DATASET EXCERPTS:
* * *

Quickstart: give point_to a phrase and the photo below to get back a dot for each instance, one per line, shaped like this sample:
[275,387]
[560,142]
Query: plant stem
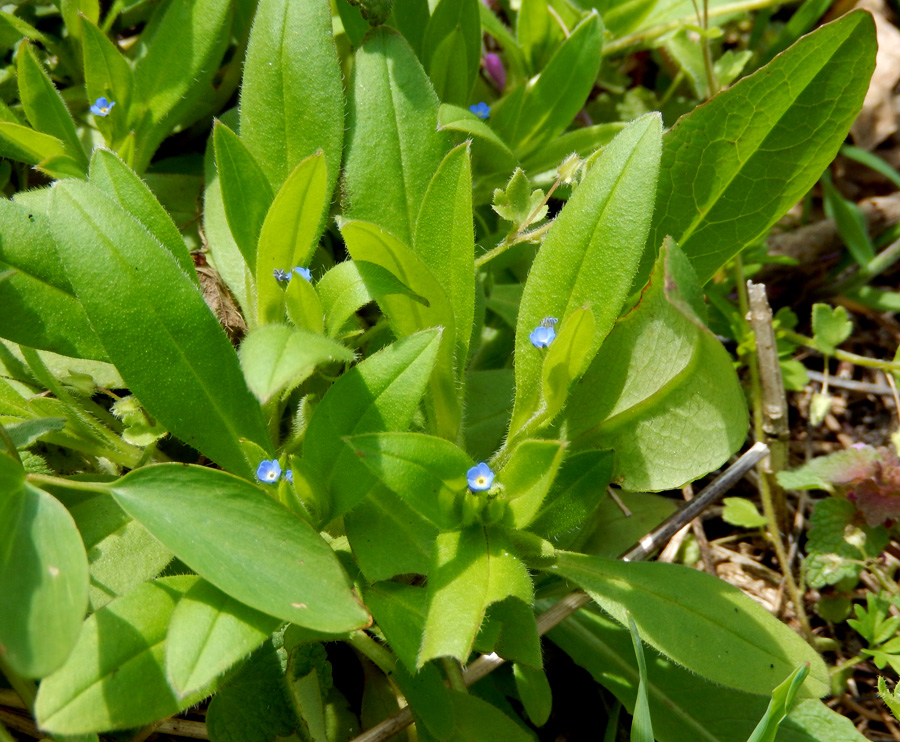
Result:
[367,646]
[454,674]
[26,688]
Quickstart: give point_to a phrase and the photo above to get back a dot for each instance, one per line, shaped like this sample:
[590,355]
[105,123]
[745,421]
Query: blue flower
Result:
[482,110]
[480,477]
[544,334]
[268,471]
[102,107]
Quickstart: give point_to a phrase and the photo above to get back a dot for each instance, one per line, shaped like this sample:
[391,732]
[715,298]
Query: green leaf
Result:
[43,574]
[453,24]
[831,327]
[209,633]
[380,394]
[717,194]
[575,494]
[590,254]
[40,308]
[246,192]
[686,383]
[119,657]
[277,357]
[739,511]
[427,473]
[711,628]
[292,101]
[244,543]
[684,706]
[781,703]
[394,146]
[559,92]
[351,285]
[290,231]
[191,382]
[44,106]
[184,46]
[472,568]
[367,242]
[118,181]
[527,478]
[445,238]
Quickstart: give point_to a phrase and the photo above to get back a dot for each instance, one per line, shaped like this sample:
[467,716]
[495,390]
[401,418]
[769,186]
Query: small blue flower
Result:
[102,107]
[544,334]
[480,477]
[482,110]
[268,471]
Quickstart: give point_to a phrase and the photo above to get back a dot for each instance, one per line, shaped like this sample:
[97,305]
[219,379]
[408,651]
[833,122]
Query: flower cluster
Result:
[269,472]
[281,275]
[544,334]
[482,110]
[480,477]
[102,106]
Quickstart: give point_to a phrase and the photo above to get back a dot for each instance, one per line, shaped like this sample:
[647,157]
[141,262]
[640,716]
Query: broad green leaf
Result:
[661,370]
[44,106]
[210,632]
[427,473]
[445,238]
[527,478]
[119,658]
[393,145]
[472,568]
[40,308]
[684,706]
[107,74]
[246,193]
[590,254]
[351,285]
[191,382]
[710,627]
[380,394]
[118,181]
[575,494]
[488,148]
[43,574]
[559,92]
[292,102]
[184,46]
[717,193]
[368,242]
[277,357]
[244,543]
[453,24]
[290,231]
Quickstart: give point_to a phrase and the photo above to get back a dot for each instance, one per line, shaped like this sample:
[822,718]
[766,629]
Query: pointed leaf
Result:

* * *

PROBLEM TO WORK ON: Return each line above that contains the word "Query".

SOLUTION:
Query: plant stem
Query: blue flower
Query: green leaf
Query: small blue flower
Query: flower cluster
Query: broad green leaf
Query: pointed leaf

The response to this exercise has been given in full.